What you should do
Could you write out exactly the lines from the one that contains "Task: indicate one point on every instance of the dog's tail" through the last line of the listing below, both included and nothing more?

Start of Records for this task

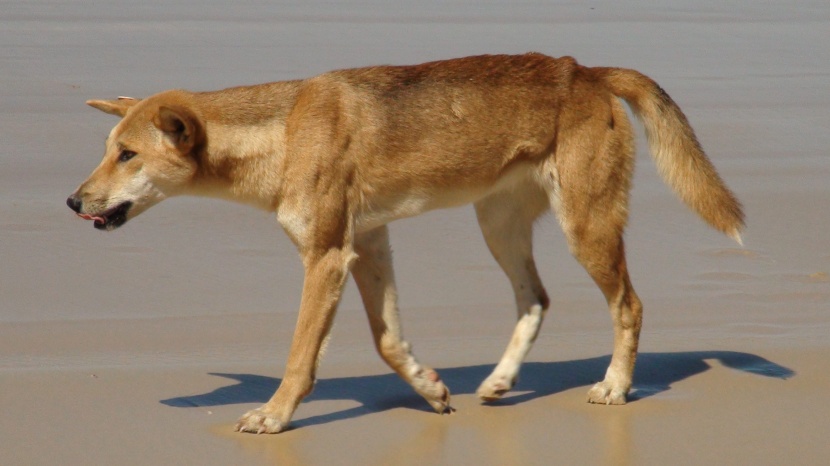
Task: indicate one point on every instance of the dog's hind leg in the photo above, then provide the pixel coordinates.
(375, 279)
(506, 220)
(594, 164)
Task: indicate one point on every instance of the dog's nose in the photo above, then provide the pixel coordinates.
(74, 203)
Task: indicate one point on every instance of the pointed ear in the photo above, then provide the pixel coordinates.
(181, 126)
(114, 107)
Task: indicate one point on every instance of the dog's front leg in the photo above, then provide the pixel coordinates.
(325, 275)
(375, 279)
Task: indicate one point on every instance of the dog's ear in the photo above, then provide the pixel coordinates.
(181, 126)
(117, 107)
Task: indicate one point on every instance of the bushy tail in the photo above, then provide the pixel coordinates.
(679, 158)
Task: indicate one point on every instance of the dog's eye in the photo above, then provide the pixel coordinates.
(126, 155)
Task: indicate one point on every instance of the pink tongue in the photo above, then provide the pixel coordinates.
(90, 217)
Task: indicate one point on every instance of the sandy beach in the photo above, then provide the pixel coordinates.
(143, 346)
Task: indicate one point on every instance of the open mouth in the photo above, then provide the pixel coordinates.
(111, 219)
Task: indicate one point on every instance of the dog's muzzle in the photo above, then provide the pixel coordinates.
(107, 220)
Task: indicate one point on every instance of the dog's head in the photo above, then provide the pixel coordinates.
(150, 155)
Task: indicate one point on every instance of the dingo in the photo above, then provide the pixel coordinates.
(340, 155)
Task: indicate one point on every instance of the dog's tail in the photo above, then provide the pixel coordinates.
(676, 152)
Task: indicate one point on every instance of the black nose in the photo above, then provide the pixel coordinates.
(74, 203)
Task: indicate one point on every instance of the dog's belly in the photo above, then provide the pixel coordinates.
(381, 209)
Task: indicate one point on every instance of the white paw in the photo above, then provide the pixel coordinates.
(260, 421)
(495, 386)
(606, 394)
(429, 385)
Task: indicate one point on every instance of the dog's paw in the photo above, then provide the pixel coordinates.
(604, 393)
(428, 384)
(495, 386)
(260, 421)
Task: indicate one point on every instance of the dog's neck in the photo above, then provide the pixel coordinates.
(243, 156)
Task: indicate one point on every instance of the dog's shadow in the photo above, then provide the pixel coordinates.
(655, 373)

End of Records for this task

Expected answer
Task: indicate one point on every instance of the dog's tail in the photo above, then provide the pixel coordinates.
(676, 152)
Task: indicate one point on every instance of the black nose in the photo above, then provide the pixel coordinates.
(74, 203)
Task: indicate one point on every instance of the dog's belly in the photo above, then provide the pixel coordinates.
(381, 209)
Task: indicate one point on every instance of the white paw in the photo above, then provide the pixel coordinates.
(260, 421)
(495, 386)
(606, 394)
(429, 385)
Task: indicate one point on every instance of the dog's paw in the photo above, then provide the pixel coordinates.
(604, 393)
(428, 384)
(495, 386)
(260, 421)
Task: indicate one point on every instance of the dog's neck in the photo above, then provide the pixel coordinates.
(243, 156)
Task: indicate one point on every instance of the dog's shadow in the photo above, then provide the pixel coordinates.
(655, 373)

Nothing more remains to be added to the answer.